* Work required *
Copy exactly the lines from the "Look at the photo above. For each instance of the mature" line to the end, both included, and nothing else.

* Stored data *

-- START --

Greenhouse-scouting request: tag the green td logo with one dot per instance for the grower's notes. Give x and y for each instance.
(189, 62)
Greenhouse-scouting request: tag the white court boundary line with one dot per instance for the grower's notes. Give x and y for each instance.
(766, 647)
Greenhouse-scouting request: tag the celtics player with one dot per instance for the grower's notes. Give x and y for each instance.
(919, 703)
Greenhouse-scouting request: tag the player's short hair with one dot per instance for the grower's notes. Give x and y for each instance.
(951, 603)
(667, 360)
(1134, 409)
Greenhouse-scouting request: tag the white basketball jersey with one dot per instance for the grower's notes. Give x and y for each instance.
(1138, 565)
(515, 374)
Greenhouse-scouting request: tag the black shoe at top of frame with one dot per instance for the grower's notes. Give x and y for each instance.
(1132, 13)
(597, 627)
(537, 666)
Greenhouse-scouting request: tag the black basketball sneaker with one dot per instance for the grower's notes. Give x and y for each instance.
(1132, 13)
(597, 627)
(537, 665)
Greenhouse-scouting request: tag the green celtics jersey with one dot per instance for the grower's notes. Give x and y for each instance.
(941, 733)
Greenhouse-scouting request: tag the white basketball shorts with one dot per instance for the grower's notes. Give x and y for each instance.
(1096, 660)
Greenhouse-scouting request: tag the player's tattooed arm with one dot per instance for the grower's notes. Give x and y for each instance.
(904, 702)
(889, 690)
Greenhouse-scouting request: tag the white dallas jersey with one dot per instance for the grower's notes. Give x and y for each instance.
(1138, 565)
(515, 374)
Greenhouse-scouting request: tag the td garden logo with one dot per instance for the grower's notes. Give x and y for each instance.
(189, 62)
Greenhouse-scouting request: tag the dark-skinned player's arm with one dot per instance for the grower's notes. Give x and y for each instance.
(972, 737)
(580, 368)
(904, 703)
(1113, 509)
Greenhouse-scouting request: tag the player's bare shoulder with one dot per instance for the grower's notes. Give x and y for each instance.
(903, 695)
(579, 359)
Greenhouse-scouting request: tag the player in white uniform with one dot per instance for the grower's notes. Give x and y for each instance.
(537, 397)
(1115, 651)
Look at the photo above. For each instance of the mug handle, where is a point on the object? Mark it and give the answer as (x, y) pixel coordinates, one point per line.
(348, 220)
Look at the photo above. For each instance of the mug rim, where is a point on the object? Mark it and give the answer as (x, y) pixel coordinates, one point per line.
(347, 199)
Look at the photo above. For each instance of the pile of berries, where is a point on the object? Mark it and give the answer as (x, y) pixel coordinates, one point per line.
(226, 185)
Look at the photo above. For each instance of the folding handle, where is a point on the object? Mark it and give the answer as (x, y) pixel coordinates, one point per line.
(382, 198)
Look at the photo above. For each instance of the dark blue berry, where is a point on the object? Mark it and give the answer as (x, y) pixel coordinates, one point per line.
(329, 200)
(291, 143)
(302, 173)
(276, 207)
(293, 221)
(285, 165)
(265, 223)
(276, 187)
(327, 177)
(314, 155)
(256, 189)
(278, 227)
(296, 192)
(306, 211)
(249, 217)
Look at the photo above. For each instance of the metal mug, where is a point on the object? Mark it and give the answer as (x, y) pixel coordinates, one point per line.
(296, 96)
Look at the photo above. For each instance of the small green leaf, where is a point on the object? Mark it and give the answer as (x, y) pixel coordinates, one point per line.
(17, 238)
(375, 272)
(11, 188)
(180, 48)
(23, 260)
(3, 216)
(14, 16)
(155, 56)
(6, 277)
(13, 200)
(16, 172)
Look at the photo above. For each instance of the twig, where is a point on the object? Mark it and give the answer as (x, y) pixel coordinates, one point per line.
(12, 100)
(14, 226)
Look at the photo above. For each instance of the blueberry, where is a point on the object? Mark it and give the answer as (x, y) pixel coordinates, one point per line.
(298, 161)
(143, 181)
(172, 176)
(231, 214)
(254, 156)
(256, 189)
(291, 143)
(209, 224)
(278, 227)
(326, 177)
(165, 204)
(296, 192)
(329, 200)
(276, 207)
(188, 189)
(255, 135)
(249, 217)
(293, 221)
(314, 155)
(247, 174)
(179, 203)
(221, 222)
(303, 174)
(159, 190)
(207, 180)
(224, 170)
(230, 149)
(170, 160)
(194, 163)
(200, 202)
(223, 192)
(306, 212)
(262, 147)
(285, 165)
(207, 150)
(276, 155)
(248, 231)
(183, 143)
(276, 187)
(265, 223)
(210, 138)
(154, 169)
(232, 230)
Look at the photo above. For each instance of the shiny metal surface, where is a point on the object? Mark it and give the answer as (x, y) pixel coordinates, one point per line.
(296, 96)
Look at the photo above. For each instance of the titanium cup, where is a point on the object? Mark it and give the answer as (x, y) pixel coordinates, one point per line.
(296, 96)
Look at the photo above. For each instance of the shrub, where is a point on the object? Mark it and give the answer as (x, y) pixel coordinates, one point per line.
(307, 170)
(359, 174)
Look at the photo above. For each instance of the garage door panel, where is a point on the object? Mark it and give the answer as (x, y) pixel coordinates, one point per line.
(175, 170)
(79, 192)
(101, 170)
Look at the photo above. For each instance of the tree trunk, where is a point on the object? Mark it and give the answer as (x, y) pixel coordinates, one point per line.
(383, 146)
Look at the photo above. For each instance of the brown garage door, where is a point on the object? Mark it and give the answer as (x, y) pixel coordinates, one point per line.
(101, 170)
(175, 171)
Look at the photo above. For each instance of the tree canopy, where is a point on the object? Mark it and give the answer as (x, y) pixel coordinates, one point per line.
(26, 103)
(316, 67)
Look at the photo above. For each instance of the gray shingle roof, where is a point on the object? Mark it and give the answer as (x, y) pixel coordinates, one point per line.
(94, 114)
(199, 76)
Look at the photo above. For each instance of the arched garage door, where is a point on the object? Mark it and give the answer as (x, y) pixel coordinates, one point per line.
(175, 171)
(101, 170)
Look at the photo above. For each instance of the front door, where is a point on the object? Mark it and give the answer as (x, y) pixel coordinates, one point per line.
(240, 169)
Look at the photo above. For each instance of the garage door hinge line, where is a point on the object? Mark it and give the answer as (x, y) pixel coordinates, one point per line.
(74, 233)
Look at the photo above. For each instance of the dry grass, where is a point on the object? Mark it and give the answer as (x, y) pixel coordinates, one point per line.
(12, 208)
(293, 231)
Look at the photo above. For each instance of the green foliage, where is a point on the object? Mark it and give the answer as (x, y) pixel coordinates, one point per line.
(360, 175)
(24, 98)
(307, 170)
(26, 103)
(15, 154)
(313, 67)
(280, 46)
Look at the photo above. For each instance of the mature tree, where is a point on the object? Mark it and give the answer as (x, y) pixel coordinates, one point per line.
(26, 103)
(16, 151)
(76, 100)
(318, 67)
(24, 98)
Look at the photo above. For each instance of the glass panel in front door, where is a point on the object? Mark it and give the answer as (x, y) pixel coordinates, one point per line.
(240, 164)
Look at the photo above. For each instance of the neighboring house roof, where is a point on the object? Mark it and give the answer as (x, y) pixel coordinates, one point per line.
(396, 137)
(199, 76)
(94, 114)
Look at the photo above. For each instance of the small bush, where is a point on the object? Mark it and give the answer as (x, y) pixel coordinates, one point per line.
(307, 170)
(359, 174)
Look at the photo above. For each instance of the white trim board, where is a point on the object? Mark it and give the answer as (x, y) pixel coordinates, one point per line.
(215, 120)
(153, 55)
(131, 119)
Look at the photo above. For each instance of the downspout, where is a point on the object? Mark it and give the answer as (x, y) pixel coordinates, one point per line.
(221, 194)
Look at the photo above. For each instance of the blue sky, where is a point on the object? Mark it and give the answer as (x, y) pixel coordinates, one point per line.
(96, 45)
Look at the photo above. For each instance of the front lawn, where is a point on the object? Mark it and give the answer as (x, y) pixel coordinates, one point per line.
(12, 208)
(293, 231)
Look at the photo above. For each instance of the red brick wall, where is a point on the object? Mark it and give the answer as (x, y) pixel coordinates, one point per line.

-- END --

* Finished exercise *
Look at the photo above. For each instance of the mature tree, where is a point on the object? Mark it and give the answer as (x, y) pixel coordinates, one point per line.
(26, 103)
(16, 151)
(76, 100)
(318, 67)
(24, 98)
Look at the photo above. For each instance of the glass panel in front door, where is a point on the object? Mark it and give the answer as (x, y) pixel coordinates, one point per line.
(240, 164)
Look at the photo above. For each instance of the neighboring house roof, where is a point on the object? Mark it and give the answer as (x, y) pixel coordinates, one point per line.
(396, 137)
(199, 76)
(94, 114)
Look at the photo above. For each instance of the small bush, where is a point on the object? Mark it and give the answer as (x, y) pixel coordinates, one point per line.
(307, 170)
(359, 174)
Look at the photo above. For each instance of the white trim board, where is a point on the object? Mark it and give the answer as (x, y) pixel coordinates, one point per line.
(215, 120)
(153, 55)
(131, 119)
Look at the photo above. For each instance of the downspout, where is a point on the object? Mark it and give the answer as (x, y) pixel coordinates, one point per line.
(221, 194)
Look at the photo above. For each instance of the blue sky, where is a point on the object? Mark it and give the answer as (x, y) pixel coordinates, one point per line.
(96, 45)
Look at the photo above. For each instance of the front lawn, where is a point on the object? Mark it and give the answer as (x, y) pixel coordinates, one point per line.
(12, 208)
(293, 231)
Look at the photo above. For each instance of the red brick wall, where is a point on the object? Mark it and give the answer as (x, y) pixel coordinates, one point per line.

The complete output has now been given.